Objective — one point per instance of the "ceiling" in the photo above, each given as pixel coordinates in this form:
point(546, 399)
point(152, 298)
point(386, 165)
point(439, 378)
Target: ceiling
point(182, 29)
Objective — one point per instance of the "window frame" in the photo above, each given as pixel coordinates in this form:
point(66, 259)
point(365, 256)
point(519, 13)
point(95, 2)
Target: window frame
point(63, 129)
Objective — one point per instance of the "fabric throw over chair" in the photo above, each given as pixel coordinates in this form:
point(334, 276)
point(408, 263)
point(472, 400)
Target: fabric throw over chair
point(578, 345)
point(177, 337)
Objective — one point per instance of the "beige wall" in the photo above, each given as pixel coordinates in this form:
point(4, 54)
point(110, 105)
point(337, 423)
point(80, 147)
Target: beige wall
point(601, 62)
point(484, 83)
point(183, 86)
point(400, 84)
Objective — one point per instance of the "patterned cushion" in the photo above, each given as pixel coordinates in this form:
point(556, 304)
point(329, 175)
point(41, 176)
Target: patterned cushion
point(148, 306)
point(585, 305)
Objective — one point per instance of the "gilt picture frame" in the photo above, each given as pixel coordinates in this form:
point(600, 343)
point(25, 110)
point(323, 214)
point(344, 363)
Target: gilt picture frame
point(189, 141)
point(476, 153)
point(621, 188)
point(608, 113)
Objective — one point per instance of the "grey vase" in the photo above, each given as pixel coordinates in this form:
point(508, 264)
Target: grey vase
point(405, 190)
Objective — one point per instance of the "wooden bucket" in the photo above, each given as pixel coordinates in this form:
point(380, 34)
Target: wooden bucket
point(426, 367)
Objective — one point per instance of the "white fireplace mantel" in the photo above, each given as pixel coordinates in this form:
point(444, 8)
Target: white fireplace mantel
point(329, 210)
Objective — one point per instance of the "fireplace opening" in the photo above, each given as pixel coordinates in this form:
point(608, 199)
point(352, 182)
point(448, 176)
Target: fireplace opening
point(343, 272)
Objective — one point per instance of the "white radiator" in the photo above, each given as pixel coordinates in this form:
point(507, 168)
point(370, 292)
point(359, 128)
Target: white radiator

+++++

_Problem details_
Tally the lines above that contain the string "frame", counting case, and give only the number.

_Correct result_
4